### Dataset excerpts ###

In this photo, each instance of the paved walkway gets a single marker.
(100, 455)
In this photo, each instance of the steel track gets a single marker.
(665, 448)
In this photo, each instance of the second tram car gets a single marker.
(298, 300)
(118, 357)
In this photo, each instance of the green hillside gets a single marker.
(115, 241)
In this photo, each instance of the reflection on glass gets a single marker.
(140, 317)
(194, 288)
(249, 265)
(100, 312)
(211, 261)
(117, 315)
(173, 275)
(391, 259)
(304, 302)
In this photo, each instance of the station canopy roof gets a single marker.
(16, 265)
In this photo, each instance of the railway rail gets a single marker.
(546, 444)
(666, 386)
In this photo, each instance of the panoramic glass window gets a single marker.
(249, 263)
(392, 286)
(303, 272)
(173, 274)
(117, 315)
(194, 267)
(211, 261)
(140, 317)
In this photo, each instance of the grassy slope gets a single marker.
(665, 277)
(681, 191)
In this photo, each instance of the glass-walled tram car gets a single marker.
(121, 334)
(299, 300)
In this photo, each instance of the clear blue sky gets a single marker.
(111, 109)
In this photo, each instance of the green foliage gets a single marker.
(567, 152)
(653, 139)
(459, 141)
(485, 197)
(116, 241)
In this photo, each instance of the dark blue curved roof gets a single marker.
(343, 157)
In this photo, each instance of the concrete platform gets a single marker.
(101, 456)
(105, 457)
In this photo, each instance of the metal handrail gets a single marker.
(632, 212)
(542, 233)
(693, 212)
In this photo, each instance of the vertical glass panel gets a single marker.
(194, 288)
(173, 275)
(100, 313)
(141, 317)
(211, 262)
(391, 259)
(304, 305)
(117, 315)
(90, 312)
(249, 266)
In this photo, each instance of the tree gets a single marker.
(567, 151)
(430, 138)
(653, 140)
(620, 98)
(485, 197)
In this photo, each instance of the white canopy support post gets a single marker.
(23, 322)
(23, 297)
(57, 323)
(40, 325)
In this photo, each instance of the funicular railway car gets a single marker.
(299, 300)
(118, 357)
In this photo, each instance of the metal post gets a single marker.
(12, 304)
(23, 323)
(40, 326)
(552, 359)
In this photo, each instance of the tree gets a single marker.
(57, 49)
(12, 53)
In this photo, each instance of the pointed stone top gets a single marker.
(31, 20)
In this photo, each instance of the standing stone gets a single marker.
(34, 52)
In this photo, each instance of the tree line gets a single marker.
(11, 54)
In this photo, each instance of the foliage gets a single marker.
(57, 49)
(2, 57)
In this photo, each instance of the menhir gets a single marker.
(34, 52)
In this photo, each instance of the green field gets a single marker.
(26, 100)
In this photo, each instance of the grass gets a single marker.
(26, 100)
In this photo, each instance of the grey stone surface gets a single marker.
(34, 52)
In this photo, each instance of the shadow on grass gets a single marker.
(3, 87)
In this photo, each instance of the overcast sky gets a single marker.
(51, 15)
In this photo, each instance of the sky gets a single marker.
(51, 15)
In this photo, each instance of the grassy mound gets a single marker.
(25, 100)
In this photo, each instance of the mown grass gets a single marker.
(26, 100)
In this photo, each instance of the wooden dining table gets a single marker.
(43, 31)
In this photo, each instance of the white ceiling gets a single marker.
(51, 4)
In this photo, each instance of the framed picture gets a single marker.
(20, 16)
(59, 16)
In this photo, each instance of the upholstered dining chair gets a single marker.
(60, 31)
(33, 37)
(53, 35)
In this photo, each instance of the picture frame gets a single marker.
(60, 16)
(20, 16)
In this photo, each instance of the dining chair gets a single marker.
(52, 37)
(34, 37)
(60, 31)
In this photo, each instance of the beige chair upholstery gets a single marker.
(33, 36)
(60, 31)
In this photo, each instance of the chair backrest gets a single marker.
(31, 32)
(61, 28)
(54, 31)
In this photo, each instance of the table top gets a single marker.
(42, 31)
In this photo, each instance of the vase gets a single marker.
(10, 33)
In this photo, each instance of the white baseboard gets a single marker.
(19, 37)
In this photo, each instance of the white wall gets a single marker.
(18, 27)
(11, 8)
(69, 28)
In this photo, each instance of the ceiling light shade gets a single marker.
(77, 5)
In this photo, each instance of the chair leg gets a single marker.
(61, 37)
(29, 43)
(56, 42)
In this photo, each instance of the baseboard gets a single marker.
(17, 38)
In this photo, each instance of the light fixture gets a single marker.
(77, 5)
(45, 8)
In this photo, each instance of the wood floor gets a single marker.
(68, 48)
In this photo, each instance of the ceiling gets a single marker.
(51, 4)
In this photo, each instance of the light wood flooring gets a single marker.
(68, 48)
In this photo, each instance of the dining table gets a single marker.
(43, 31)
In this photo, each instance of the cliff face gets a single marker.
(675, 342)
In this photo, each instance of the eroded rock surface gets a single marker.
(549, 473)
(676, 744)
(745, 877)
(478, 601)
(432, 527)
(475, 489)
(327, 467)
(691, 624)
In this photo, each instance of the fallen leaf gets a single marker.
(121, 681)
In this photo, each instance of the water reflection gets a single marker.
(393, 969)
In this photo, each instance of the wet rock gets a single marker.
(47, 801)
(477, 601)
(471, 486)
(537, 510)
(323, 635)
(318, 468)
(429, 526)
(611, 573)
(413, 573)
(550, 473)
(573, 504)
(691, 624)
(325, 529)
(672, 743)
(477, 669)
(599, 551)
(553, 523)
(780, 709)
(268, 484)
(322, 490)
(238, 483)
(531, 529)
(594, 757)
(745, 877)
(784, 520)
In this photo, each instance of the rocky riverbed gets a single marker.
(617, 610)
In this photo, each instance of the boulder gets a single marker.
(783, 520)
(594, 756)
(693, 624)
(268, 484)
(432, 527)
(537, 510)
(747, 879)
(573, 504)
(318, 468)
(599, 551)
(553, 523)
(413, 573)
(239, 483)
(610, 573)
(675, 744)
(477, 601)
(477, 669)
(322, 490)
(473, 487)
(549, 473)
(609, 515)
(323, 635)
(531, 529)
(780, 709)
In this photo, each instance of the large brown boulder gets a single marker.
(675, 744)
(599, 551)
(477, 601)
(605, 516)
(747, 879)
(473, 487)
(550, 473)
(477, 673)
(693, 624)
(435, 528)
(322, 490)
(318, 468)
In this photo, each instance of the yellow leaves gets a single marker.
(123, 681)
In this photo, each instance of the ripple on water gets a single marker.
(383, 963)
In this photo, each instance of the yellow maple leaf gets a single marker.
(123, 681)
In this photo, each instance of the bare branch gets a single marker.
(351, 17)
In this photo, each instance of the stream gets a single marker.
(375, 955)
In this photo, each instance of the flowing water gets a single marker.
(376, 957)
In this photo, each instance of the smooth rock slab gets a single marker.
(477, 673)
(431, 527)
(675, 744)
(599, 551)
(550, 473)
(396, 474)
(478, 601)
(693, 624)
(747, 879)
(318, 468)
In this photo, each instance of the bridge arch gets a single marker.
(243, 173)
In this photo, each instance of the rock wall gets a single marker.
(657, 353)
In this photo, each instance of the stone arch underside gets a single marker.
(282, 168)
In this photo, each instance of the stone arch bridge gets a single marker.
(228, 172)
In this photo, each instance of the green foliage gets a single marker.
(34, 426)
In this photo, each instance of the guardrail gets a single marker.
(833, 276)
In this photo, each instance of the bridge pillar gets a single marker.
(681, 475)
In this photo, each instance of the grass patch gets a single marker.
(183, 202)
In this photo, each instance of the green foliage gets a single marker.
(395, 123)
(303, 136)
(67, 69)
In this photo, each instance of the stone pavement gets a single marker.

###

> _Written exercise_: Can you update the lines starting at the one containing "In this photo, each instance of the bridge pillar" and ending at the last line above, replacing "marker" with "pin" and changing nothing else?

> _Correct output_:
In this photo, each instance of the bridge pillar gets a single pin.
(681, 475)
In this photo, each instance of the grass patch gets a single pin.
(183, 202)
In this photo, each instance of the green foliage gets a single pin.
(395, 123)
(303, 136)
(67, 69)
In this photo, each instance of the stone pavement gets a single pin.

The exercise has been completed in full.